Kutipan untuk Dibaca:
--*--

Pada umumnya dapat dikatakan bahwa
politik (politics) adalah usaha untuk menentukan peraturan-peraturan yang dapat
diterima baik oleh sebagian besar warga, untuk membawa masyarakat ke arah
kehidupan bersama yang harmonis. [6]
Tetapi tidak dapat disangkal bahwa
dalam pelaksanaannya, kegiatan politik, di
samping segi-segi yang baik, juga mencakup segi-segi yang negatif. Hal ini
disebabkan karena politik mencerminkan tabiat manusia, baik nalurinya yang baik
maupun nalurinya yang buruk. Perasaan manusia yang beraneka ragam sifatnya,
sangat mendalam dan sering saling bertentangan, mencakup rasa cinta, benci,
setia, bangga, malu dan marah.[7] Tidak heran jika
dalam realitas sehari-hari kita acapkali berhadapan dengan banyak kegiatan yang
tak terpuji, atau seperti dirumuskan oleh Peter Merkl sebagai berikut:
“Politik, dalam bentuk yang paling buruk, adalah perebutan kekuasaan, kedudukan
dan kekayaan untuk kepentingan diri sendiri (Politics at its worst is a selfish
grab for power, glory and riches)”. Singkatnya politik adalah perebutan kuasa,
tahta dan harta.[8]
A.
Definisi
Politik dari Para Ahli
1)
Aristoteles
Politik adalah usaha yang ditempuh warga negara
untuk mewujudkan kebaikan bersama.
2)
Ramlan Surbakti (1999:1)
Bahwa definisi politik adalah
interaksi antara pemerintah dan masyarakat dalam rangka proses pembuatan dan
pelaksanaan keputusan yang mengikat tentang kebaikan bersama masyarakat yang
tinggal dalam suatu wilayah tertentu.
3) Isjwara,
(1995:42)
Politik ialah salah satu perjuangan untuk
memperoleh kekuasaan atau sebagai tekhnik menjalankan kekuasaan-kekuasaan”.
4) Kartini
Kartono (1996:64)
Bahwa politik dapat diartikan sebagai
aktivitas perilaku atau proses yang menggunakan kekuasaan untuk menegakkan
peraturan-peraturan dan keputusan-keputusan yang sah berlaku di tengah
masyarakat.
5) Rod Hague
Politik adalah kegiatan yang menyangkut
cara bagaimana kelompok-kelompok mencapai keputusan-keputusan yang bersifat
kolektif dan mengikat melalui usaha untuk mendamaikan perbedaan-perbedaan
diantara anggota-anggotanya
6) Andrew
Heywood
Politik adalah kegiatan suatu bangsa
yang bertujuan untuk membuat, mempertahankan, dan mengamandemen
peraturan-peraturan umum yang mengatur kehidupannya, yang berarti tidak dapat
terlepas dari gejala komflik dan kerjasama.
7) Carl
Schmidt
Politik adalah suatu dunia yang didalamnya
orang-orang lebih membuat keputusan - keputusan daripada lembaga-lembaga
abstrak.

--*--

Tugas yang Dikerjakan:
(A) Cetak persis bagian teks tentang pengertian politik, mulai dari "Ramlan Surbakti (1999:1)" dan berakhir pada "Kartono (1996:64)".
(B) Teruskan teks tentang pengertian politik setelah kalimat terakhirnya.

Data yang Diekstrak:
--*--

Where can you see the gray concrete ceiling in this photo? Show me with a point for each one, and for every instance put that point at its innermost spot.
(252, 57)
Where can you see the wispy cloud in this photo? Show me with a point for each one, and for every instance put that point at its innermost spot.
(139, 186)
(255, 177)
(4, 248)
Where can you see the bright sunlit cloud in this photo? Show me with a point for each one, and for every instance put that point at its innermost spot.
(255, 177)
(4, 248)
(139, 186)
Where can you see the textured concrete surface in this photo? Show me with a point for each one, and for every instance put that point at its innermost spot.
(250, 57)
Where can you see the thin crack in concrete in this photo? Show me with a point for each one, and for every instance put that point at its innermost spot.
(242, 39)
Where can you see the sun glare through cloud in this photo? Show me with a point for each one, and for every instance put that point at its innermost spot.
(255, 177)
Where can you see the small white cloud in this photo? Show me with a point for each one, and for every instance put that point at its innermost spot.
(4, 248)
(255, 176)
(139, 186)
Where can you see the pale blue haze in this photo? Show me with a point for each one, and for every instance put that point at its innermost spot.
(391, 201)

--*--

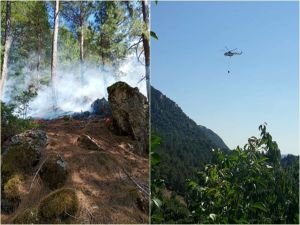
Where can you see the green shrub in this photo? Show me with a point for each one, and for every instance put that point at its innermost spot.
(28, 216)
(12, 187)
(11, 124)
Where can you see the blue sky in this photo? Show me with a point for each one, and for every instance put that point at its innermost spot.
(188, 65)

--*--

Jawaban yang Diberikan:
(A)
Ramlan Surbakti (1999:1)
Bahwa definisi politik adalah
interaksi antara pemerintah dan masyarakat dalam rangka proses pembuatan dan
pelaksanaan keputusan yang mengikat tentang kebaikan bersama masyarakat yang
tinggal dalam suatu wilayah tertentu.
3) Isjwara,
(1995:42)
Politik ialah salah satu perjuangan untuk
memperoleh kekuasaan atau sebagai tekhnik menjalankan kekuasaan-kekuasaan”.
4) Kartini
Kartono (1996:64)

(B)
8) Mirriam
Budiarjo
Politik adalah bermacam-macam kegiatan
dari suatu sistem politik (negara) yang menyangkut proses menentukan
tujuan-tujuan dari sistem indonesia dan melaksanakan tujuan-tujuan itu.
9) Sri
Sumantri
Politik adalah pelembagaan dari hubungan
antar manusia yang dilembagakan dalam bermacam-macam badan politik baik
suprastruktur politik dan infrastruktur politik.
B. Konsep-Konsep Dalam Politik
1)
Negara (state).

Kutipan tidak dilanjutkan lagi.